§ What the task asks:
Please return the lines of the data that contain "jacket".

***

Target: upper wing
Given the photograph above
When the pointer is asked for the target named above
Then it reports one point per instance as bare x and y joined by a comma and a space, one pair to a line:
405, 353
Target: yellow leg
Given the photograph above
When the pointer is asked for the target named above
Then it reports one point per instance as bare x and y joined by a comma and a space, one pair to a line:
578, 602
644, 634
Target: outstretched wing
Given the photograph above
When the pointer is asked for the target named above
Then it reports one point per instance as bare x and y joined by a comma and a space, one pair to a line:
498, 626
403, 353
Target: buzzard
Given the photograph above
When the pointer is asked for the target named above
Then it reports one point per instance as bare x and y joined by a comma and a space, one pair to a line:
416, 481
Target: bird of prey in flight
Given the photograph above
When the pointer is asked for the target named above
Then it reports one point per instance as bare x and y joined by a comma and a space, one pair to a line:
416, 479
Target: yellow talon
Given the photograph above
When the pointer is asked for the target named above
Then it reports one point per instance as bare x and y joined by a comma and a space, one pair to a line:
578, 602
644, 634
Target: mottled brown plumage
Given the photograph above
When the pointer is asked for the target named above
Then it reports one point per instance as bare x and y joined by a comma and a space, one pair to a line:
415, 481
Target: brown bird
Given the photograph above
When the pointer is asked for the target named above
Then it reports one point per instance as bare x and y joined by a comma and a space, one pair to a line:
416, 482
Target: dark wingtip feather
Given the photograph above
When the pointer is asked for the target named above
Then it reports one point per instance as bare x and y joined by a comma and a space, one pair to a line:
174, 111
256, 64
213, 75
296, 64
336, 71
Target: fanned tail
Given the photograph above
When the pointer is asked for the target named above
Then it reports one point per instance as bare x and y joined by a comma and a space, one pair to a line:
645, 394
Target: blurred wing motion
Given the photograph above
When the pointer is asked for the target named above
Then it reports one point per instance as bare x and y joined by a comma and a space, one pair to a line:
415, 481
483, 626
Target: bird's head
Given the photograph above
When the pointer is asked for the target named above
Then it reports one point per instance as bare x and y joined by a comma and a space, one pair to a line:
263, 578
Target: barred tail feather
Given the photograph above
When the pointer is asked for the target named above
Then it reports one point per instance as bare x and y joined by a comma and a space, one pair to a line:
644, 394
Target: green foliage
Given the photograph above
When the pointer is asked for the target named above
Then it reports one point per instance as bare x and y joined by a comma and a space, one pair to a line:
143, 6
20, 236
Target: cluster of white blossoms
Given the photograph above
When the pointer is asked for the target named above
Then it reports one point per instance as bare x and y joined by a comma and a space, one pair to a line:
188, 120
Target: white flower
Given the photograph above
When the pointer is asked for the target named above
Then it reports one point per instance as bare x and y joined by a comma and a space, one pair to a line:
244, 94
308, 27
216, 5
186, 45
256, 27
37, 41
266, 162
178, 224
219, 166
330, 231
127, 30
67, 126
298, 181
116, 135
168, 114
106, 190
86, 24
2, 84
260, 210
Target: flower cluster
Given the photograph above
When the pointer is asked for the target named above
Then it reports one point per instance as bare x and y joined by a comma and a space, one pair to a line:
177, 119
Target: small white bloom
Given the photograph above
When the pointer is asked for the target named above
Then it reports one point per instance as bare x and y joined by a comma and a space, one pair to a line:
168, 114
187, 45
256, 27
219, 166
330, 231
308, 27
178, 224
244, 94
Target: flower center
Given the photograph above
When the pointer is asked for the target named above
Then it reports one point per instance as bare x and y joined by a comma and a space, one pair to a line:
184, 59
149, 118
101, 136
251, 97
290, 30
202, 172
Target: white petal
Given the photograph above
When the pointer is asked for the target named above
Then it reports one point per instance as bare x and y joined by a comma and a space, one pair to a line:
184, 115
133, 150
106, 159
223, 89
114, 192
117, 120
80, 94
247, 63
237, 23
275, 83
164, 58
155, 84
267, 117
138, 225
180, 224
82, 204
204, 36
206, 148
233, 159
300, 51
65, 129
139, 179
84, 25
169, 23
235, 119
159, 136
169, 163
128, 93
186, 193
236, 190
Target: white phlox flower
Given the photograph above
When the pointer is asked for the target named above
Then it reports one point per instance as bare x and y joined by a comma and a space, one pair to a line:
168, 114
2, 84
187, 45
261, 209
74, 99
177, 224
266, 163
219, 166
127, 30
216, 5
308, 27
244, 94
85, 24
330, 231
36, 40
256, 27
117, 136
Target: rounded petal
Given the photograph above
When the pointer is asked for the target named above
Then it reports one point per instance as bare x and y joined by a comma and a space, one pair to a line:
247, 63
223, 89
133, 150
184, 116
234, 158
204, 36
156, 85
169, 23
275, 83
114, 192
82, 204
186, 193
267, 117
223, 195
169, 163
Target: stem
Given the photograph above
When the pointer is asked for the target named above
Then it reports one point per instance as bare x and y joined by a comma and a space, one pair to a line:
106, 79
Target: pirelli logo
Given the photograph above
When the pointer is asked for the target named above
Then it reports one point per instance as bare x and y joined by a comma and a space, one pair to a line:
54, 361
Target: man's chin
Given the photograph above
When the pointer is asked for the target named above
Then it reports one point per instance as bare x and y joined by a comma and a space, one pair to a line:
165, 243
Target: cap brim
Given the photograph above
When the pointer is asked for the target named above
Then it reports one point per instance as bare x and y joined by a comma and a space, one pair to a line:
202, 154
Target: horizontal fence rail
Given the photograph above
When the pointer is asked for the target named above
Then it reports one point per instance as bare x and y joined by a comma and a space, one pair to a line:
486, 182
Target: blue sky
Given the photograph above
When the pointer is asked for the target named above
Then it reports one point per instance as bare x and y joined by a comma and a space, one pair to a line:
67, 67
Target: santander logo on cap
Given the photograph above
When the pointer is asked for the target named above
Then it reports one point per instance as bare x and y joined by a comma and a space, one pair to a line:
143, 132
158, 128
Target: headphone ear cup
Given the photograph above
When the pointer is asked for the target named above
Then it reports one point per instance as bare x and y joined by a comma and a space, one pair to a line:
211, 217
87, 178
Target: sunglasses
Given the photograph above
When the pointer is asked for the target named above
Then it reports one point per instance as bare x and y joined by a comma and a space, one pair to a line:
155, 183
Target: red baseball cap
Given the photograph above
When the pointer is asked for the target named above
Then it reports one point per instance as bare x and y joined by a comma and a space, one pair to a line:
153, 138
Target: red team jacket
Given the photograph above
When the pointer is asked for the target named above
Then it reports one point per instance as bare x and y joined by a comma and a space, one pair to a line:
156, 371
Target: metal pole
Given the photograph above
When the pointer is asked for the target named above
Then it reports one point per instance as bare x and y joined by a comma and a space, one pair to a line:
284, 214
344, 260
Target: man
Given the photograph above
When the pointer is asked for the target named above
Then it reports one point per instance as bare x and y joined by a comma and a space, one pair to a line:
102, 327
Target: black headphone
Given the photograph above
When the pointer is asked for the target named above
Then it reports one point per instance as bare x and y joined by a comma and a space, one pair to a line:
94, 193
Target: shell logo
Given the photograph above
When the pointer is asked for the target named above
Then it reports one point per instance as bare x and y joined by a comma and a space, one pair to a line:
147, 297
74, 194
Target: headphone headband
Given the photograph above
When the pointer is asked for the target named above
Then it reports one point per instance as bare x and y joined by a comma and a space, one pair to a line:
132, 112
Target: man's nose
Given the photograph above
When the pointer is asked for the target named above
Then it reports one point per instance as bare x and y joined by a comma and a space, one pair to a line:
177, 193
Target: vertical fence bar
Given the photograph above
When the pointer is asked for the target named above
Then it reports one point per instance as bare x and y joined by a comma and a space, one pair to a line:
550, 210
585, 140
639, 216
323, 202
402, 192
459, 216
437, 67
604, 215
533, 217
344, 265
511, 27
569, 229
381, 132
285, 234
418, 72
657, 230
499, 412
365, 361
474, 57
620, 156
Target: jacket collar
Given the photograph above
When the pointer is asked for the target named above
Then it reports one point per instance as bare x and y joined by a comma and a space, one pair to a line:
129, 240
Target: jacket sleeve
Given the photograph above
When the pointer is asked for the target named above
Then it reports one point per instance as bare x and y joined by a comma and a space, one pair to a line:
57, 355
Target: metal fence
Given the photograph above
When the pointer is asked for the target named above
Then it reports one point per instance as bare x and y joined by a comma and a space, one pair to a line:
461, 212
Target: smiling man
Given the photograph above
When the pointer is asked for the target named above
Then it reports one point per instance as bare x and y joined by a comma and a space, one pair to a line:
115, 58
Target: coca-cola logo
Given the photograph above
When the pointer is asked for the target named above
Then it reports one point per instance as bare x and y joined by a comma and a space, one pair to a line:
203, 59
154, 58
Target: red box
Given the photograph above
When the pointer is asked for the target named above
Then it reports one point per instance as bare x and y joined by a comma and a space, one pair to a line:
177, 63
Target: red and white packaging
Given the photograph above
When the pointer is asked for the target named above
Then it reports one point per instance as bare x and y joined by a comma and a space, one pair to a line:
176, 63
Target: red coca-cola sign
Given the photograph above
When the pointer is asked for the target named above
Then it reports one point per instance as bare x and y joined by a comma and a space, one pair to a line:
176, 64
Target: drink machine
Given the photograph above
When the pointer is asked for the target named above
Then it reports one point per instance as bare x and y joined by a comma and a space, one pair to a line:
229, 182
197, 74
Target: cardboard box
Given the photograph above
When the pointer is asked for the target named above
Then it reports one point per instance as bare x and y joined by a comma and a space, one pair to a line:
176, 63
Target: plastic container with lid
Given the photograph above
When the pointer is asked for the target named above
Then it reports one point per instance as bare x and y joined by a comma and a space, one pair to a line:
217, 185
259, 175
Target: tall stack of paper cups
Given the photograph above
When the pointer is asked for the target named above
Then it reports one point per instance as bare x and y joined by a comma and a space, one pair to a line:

***

§ Answer to the exercise:
Target: red team jacket
Target: jacket collar
Target: jacket sleeve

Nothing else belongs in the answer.